Reproduce the following entries verbatim, each one complete.

**** Extracted records ****

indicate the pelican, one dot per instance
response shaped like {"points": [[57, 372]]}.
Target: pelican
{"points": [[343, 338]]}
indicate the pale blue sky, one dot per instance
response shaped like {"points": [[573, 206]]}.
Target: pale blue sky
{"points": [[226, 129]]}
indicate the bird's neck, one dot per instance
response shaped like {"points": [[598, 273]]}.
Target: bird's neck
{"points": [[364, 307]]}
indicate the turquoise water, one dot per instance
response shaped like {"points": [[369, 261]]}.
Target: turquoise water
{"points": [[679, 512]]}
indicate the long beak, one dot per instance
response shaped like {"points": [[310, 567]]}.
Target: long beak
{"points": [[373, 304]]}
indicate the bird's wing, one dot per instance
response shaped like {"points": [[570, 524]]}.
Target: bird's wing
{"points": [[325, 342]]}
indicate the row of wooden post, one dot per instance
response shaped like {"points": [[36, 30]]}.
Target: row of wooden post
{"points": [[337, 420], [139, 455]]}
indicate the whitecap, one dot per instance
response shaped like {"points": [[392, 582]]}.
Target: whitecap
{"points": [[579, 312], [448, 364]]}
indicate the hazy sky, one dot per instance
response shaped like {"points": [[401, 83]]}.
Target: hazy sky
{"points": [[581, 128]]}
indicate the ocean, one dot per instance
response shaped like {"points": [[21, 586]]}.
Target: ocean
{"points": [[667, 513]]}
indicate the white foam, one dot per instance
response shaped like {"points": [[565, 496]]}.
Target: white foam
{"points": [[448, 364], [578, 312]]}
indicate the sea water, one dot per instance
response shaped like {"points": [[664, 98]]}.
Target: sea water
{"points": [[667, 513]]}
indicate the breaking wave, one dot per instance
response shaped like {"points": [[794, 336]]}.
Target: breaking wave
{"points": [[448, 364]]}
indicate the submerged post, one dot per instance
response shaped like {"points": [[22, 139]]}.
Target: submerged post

****

» **Answer area**
indicate the pelican, one dot per instance
response shaped like {"points": [[57, 372]]}.
Target: pelican
{"points": [[343, 338]]}
indicate the pale blue sky, one dot per instance
response shaped like {"points": [[573, 206]]}.
Target: pale blue sky
{"points": [[226, 129]]}
indicate the bird's neck, one dot per instance
response shaped like {"points": [[598, 273]]}.
Target: bird's neck
{"points": [[364, 307]]}
indicate the turquoise water, one dot per instance
response shaped like {"points": [[369, 261]]}.
Target: turquoise water
{"points": [[679, 512]]}
indicate the long beak, one dot per instance
response shaped like {"points": [[310, 567]]}.
Target: long beak
{"points": [[373, 304]]}
indicate the bird's wing, one dot per instance
response shaped like {"points": [[570, 524]]}.
Target: bird's wing
{"points": [[325, 342]]}
indicate the row of wooden post, one dot per instance
response shaped like {"points": [[36, 30]]}.
Target: row of wooden post
{"points": [[337, 420], [139, 455]]}
indicate the whitecap, one dot per instance
response shaped like {"points": [[392, 582]]}.
Target: whitecap
{"points": [[579, 312], [448, 364]]}
indicate the hazy sky, one dot per instance
response shaped like {"points": [[401, 83]]}.
Target: hazy sky
{"points": [[581, 128]]}
indicate the ocean, one dot per instance
response shaped like {"points": [[21, 586]]}.
Target: ocean
{"points": [[667, 513]]}
indicate the white foam, one dot per instance
response shaped like {"points": [[565, 496]]}.
Target: white foam
{"points": [[448, 364], [578, 312]]}
indicate the sea water, one dot per instance
response shaped like {"points": [[664, 98]]}.
Target: sea water
{"points": [[667, 513]]}
indicate the breaking wave, one dot per instance
response shaped like {"points": [[794, 336]]}.
Target: breaking wave
{"points": [[448, 364]]}
indicate the submerged post, one dot per instance
response shaped like {"points": [[22, 139]]}.
Target: submerged post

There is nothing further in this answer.